_SHORT EXERCISE_.
Continue the following passage on Marine Corps civic action in Vietnam, starting after its last sentence.

_PROVIDED TEXT_.
Civic Action: The Marine Corps Experience in Vietnam, Part I
Peter Brush, Library Science, University of Kentucky
According to a 1939 US Army Field Manual, the ultimate objective of all military operations is the destruction of the enemy's armed forces in battle. Decisive defeat in battle breaks the enemy's will to continue fighting and forces him to sue for peace. 1 This early Clausewitzian doctrine served the US well in World War II, but by the 1960's the teachings of Mao Tse-Tung, Lin Piao and Che Guevara became relevant to an understanding of the nature of "people's wars" or "wars of national liberation." The most effective strategy for opposing communism in wars of this type was of a dual nature. The destructive phase would address the conventional force threat, while the constructive phase was concerned with the political, economic, social, and ideological aspects of the struggle.
The Marines understood this duality best. According to British counterinsurgency expert Sir Robert Thompson, "Of all the United States forces [in Vietnam] the Marine Corps alone made a serious attempt to achieve permanent and lasting results in their tactical area of responsibility by seeking to protect the rural population." 2 This appreciation of the value of pacification was part of the historical baggage that the Marines brought with them to Vietnam.
The Americans and South Vietnamese seemed to understand the importance of the relationship between the government and the civilian population, but were unsuccessful in translating this understanding into practice. With the Communists, their self-interest demanded that they impose severe controls on the use of violence toward the population. Sir Robert Thompson wrote, "Normally communist behaviour towards the mass of the population is irreproachable and the use of terror is highly selective." 3 To a much greater degree than the American and South Vietnamese (GVN) troops, the Communists depended on the goodwill of the Vietnamese rural population.

_EXTRACTED INFORMATION_.
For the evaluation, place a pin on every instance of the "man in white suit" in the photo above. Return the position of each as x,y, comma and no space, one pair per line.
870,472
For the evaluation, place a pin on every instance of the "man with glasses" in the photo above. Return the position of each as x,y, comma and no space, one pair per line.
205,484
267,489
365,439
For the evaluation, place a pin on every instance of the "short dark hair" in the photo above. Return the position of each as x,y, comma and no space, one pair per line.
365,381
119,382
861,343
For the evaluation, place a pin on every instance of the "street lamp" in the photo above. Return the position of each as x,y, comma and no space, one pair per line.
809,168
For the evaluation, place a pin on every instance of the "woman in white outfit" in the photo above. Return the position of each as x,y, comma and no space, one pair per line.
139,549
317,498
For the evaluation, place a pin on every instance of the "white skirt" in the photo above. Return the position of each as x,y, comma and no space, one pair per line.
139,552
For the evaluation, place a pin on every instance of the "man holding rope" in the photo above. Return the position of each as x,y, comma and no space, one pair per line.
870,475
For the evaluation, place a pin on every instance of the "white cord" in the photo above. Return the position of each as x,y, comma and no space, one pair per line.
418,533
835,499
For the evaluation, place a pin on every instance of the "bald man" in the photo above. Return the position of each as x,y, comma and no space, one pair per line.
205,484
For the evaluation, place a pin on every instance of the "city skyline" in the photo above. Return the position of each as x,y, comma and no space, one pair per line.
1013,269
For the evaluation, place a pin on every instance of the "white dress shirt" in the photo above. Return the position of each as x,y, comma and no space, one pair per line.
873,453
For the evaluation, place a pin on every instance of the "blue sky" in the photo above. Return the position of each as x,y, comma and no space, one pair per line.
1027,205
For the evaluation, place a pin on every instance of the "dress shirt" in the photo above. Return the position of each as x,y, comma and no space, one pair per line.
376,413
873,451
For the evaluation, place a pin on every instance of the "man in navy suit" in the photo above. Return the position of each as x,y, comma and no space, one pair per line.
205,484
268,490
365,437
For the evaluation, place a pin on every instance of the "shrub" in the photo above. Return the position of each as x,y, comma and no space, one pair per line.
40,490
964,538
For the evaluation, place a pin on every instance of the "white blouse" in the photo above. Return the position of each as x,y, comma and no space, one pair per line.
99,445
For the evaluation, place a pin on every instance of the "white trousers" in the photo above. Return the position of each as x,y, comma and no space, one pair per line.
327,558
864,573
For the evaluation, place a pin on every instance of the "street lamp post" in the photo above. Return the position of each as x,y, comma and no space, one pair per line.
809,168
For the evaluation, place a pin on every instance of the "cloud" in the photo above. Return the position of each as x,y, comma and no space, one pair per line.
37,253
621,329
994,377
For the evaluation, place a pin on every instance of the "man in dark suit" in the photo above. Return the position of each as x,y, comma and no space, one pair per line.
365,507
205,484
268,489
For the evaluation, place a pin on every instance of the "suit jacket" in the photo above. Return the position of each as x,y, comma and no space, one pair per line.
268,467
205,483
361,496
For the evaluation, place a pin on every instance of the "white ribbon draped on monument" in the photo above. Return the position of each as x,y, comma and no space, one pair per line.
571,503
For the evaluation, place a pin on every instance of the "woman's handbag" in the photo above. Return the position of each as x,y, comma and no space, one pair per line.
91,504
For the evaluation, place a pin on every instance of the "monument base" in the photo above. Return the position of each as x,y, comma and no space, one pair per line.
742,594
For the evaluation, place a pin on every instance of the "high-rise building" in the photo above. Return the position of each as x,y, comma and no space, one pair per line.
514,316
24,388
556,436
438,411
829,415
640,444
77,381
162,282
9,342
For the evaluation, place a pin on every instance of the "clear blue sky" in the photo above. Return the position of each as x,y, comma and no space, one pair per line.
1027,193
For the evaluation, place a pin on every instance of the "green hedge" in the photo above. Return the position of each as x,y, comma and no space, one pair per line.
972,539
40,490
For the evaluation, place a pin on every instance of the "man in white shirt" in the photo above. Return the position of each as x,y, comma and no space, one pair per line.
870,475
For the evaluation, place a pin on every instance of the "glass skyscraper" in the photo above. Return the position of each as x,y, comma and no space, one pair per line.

_THE OUTPUT_.
In February, 1965, the US began Operation Rolling Thunder, the sustained bombing of North Vietnam. Many of the USAF and SVNAF fighter-bombers making those attacks were based at Danang, whose airfield was considered vulnerable to retaliatory attacks by the PLAF (the military forces of the National Liberation Front). With an insufficient logistical base in place to support the arrival of heavily armed US Army units, it was decided to dispatch Marine Corps forces. The Marines were able to go ashore where no port facilities or airfields were available, and it was not necessary to stockpile supplies ahead of landing. By mid-1965 there were 51,000 US servicemen in Vietnam, some 16,500 Marines and 3,500 Army troopers in defensive missions; the rest functioned in an advisory capacity to the ARVN 4 and as airmen flying and supporting combat missions. The Marines would be assigned responsibility for I Corps, the military region of South Vietnam comprising the five northern-most provinces. The remaining three military regions were the responsibility of the US Army.
By 1966 Westmoreland had completed the construction of the requisite support infrastructure. The Army, denied the opportunity to invade North Vietnam, applied the doctrine of conventional operations and force structure that had worked against the Japanese and Germans in World War II and against the Chinese in Korea: the efficient application of massive firepower. The goal of this search and destroy strategy was the attrition of insurgent forces and their support systems at a rate faster than the enemy could replace them, either by infiltration from North Vietnam or by recruitment internally. The strategy of attrition offered the prospect of winning the war more quickly than with traditional counterinsurgency operations.
Westmoreland's strategy notwithstanding, the Communists were largely successful in controlling the fighting during the war. General Lewis Walt, commander of the Marines in Vietnam, noted, "The fact is that every enlargement of U.S. military action has been a specific and measured response to escalation by the enemy." 5 Whether one sees the US as leading this escalation or merely responding to it, as with the strategic, so too was the tactical; over 80 percent of the firefights were initiated by the Communists. 6
The US government seemed cognizant of the relative value of pacification efforts--programs designed to bring security and government control and services to the countryside. In 1966, Secretary of Defense Robert McNamara offered the following evaluation of the situation in Vietnam:
Both the US Army and Marine Corps understood that the war in Vietnam could not be won solely by defeating the large units of the enemy. Attention to counterinsurgency operations 8 would be necessary to remove the political influence of the NLF, particularly in the rural areas of South Vietnam. The Army remained convinced throughout that the emphasis should properly remain focused on conventional warfare and the interdiction of the enemy's external support mechanisms. For the Army, large unit operations were felt to be the key to victory, and small unit operations were largely ignored.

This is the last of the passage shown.